> **Given records**:
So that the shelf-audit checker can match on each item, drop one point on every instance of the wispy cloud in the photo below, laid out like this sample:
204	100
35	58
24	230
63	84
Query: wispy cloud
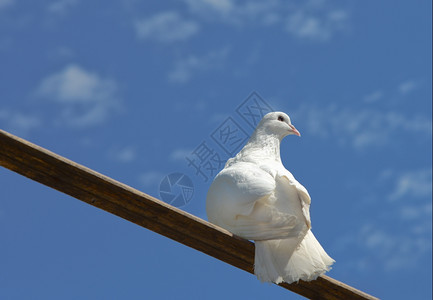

> **Required task**:
Update the records above by changing every "wispy cloud" to "thin cloud", with everything else kept the same. Leave out the pictures.

> **Written answer**:
So that the shelf-audit checker can match on each item, drop one point on every instance of the thin cloud in the photo below, laid out like this sample:
204	100
35	58
24	230
63	84
Query: thin cloud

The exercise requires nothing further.